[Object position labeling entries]
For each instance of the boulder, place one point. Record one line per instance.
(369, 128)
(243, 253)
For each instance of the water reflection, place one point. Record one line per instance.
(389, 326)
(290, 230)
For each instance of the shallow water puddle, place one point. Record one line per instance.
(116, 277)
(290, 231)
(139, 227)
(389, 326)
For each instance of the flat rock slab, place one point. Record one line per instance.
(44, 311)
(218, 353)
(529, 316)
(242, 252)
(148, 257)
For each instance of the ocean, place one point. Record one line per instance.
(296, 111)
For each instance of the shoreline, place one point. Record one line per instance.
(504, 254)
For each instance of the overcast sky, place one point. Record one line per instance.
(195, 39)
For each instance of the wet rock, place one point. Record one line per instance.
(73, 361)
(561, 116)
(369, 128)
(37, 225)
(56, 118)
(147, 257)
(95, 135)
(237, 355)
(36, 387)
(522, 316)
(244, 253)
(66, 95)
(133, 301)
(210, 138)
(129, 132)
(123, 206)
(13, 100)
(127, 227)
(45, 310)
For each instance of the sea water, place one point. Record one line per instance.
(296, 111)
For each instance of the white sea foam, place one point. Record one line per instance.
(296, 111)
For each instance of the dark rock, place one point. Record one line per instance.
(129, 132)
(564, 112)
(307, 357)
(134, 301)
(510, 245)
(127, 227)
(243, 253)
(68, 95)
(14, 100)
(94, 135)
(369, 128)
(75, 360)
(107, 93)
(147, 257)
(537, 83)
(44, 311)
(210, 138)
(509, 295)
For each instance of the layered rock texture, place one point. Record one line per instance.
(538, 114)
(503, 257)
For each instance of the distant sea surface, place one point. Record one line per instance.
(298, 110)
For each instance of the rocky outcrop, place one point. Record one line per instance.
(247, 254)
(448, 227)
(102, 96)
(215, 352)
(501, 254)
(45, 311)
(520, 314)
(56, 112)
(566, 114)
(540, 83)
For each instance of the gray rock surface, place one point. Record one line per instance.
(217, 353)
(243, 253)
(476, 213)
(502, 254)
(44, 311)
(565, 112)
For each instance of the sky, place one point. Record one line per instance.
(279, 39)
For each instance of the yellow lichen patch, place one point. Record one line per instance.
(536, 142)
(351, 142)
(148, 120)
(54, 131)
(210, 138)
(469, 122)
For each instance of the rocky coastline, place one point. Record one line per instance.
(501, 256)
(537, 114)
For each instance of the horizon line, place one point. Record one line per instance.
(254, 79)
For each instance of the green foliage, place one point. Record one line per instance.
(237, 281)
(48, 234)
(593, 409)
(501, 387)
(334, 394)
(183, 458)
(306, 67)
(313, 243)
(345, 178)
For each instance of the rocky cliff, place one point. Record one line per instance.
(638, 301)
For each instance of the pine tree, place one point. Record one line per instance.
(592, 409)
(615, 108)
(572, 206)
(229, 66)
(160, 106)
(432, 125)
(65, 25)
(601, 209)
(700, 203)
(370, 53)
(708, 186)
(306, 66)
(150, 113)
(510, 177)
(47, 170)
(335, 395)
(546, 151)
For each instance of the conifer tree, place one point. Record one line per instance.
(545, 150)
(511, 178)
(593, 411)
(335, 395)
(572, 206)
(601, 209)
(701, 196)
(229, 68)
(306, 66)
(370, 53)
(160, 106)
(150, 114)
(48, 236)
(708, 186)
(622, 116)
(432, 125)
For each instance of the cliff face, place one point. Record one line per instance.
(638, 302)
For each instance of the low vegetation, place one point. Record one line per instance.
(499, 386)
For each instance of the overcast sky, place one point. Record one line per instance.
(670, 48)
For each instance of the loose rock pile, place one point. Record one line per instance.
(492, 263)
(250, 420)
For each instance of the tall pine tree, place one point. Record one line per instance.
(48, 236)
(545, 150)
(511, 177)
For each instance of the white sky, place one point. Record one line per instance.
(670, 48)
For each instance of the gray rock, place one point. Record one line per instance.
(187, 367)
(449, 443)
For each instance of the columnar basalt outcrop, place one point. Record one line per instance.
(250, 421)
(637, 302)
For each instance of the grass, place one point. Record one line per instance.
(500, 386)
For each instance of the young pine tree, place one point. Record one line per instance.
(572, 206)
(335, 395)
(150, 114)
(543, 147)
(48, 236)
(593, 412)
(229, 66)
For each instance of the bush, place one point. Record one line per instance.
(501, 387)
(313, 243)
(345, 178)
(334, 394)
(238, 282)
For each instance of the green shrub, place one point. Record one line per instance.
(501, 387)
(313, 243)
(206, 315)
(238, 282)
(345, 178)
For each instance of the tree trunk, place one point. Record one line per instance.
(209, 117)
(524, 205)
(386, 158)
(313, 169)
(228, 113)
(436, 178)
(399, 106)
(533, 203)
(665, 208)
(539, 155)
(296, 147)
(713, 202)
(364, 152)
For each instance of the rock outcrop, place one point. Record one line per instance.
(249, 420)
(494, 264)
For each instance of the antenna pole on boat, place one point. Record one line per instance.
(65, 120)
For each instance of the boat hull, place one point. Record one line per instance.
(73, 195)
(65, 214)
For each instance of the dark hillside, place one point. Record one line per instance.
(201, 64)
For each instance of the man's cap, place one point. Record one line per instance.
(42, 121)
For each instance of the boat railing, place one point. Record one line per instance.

### [Your task]
Set all of the entries down again, exactly as they were given.

### [Answer for the task]
For each instance of the boulder, place one point. Record one line per instance.
(369, 128)
(243, 253)
For each instance of the water reflection, place one point. Record one line per instance.
(389, 326)
(290, 230)
For each instance of the shallow water puddle, place one point. Record one line per instance.
(116, 277)
(290, 231)
(139, 227)
(389, 326)
For each instance of the flat rock slab, place one point. Record one line per instance.
(44, 311)
(218, 353)
(529, 316)
(242, 252)
(148, 257)
For each instance of the ocean, place one point. Record one line per instance.
(296, 111)
For each instance of the shoreline, place one point. Record one line per instance.
(504, 254)
For each instance of the overcast sky, place one point. Record one line per instance.
(195, 39)
For each instance of the wet rock, place one point. Record one line per instance.
(73, 361)
(561, 116)
(369, 128)
(37, 225)
(56, 118)
(147, 257)
(95, 135)
(237, 355)
(36, 387)
(522, 316)
(244, 253)
(66, 95)
(133, 301)
(210, 138)
(129, 132)
(123, 206)
(13, 100)
(127, 227)
(45, 310)
For each instance of the sea water, place one point. Record one line per instance.
(296, 111)
For each instance of the white sea foam, place one point. Record one line per instance.
(296, 111)
For each instance of the dark rock, place one point. Record one line per instance.
(129, 132)
(564, 112)
(307, 357)
(134, 301)
(510, 245)
(127, 227)
(243, 253)
(68, 95)
(14, 100)
(94, 135)
(369, 128)
(75, 360)
(107, 93)
(147, 257)
(537, 83)
(44, 311)
(210, 138)
(509, 295)
For each instance of the layered rock texture, place one point. Record one line per instance.
(538, 114)
(503, 257)
For each instance of the distant sea surface, place one point. Record one line per instance.
(298, 110)
For each instance of the rocky outcrop, place one point. Record one line per instance.
(247, 254)
(448, 227)
(102, 96)
(215, 352)
(501, 254)
(45, 311)
(520, 314)
(56, 112)
(566, 114)
(540, 83)
For each instance of the gray rock surface, place one point. Record one line per instance.
(217, 353)
(243, 253)
(476, 213)
(502, 254)
(44, 311)
(565, 112)
For each instance of the sky, place one point. Record one line per instance.
(279, 39)
For each instance of the yellow lichen patch, place one point. Record one line per instance.
(536, 142)
(351, 142)
(148, 120)
(54, 131)
(210, 138)
(469, 122)
For each instance of the rocky coastline, place one point. Record one line per instance.
(501, 256)
(537, 114)
For each instance of the horizon line, place one point. Record one line per instance.
(254, 79)
For each instance of the green foliage, place one point. Record one line per instance.
(237, 281)
(48, 234)
(593, 409)
(501, 387)
(334, 394)
(183, 458)
(306, 67)
(313, 243)
(345, 178)
For each instance of the rocky cliff, place one point. Record one line per instance.
(638, 301)
For each instance of the pine tree, place one point. Record one line per instance.
(592, 409)
(615, 108)
(572, 206)
(229, 66)
(160, 106)
(432, 125)
(65, 25)
(601, 209)
(700, 203)
(370, 53)
(708, 186)
(306, 66)
(150, 113)
(510, 177)
(47, 170)
(335, 395)
(546, 151)
For each instance of the conifer tree, place one point. Record one line per instance.
(545, 150)
(511, 178)
(593, 411)
(335, 395)
(572, 206)
(601, 209)
(701, 196)
(229, 68)
(306, 66)
(370, 53)
(160, 106)
(150, 114)
(48, 236)
(708, 186)
(622, 116)
(432, 125)
For each instance of the cliff face, place one point. Record one line per instance.
(638, 302)
For each instance of the low vegetation, place one point. Record one line per instance.
(499, 386)
For each instance of the overcast sky, place one point. Record one line per instance.
(670, 48)
For each instance of the loose rock pile, place one point. Record one line per instance.
(492, 263)
(250, 420)
For each instance of the tall pine tree, place one point. Record one line per instance.
(48, 236)
(545, 150)
(511, 177)
For each instance of the white sky, place one point. Record one line per instance.
(670, 48)
For each instance of the gray rock, place one point. Record one line per instance.
(187, 367)
(449, 443)
For each instance of the columnar basalt outcrop, place one point. Record one line per instance.
(250, 421)
(637, 302)
For each instance of the grass, place one point. Record one line per instance.
(500, 386)
For each instance of the young pine tree, place one point. Record one line per instance.
(572, 206)
(335, 395)
(150, 114)
(543, 147)
(48, 236)
(593, 412)
(229, 66)
For each instance of the bush, place one point. Record one line per instance.
(501, 387)
(313, 243)
(345, 178)
(334, 394)
(238, 282)
For each instance of the green shrub, place one point. Record one line per instance.
(501, 387)
(313, 243)
(206, 315)
(238, 282)
(345, 178)
For each instance of the tree trunk, place one point. Record one line per instance.
(209, 117)
(524, 205)
(386, 158)
(313, 169)
(228, 113)
(436, 178)
(399, 106)
(533, 203)
(665, 208)
(539, 155)
(296, 147)
(713, 202)
(364, 152)
For each instance of the rock outcrop, place one point. Record one line per instance.
(249, 420)
(494, 264)
For each instance of the antenna pole on boat, place one point. Record one line per instance.
(65, 120)
For each instance of the boat hull, place one point. Record one line per instance.
(73, 195)
(65, 214)
For each instance of the dark hillside, place one point. Record one line per instance.
(201, 64)
For each instance of the man's cap, place one point. Record one line per instance.
(42, 121)
For each instance of the boat railing, place one point. Record one line per instance.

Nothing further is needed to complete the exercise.